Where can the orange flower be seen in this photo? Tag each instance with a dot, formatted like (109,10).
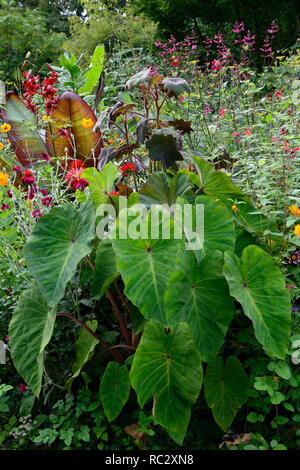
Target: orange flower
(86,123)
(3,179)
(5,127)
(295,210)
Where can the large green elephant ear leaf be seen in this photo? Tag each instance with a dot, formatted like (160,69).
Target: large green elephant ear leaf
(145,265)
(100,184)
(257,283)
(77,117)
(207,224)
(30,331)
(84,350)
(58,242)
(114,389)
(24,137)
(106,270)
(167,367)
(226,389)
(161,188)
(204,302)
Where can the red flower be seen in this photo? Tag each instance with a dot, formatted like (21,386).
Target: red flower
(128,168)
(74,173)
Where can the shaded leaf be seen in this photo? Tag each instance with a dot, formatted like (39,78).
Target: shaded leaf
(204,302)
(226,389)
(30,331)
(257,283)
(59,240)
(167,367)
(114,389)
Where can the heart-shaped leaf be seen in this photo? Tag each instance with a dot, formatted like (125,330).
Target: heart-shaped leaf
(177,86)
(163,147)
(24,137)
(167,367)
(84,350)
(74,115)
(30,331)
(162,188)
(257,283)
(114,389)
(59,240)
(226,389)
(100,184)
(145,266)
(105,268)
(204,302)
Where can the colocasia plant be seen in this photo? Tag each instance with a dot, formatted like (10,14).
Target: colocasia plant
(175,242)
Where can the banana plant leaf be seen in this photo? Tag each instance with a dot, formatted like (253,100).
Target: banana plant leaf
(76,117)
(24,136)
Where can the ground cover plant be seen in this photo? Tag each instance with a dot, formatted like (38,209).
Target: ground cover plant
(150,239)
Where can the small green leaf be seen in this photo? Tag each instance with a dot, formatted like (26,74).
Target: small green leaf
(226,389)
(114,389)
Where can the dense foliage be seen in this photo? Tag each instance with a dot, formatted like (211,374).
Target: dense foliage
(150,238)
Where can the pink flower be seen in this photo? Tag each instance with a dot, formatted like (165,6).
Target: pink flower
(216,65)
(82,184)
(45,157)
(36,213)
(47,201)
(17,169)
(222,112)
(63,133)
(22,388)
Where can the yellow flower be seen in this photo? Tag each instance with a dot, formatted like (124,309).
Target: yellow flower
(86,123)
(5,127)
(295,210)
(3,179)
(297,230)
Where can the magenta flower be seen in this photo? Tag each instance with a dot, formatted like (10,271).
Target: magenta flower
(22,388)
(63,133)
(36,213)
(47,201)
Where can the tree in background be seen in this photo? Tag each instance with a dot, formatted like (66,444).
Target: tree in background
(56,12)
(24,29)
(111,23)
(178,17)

* * * * *

To do: From the line containing "Where can the tree" down to the final line of the records above, copy everything exactly and include nothing else.

Result of this task:
Where can the tree in background be seen in this photo? Tag each instance with a dot, formatted like (66,444).
Target: tree in background
(56,12)
(24,29)
(111,23)
(178,17)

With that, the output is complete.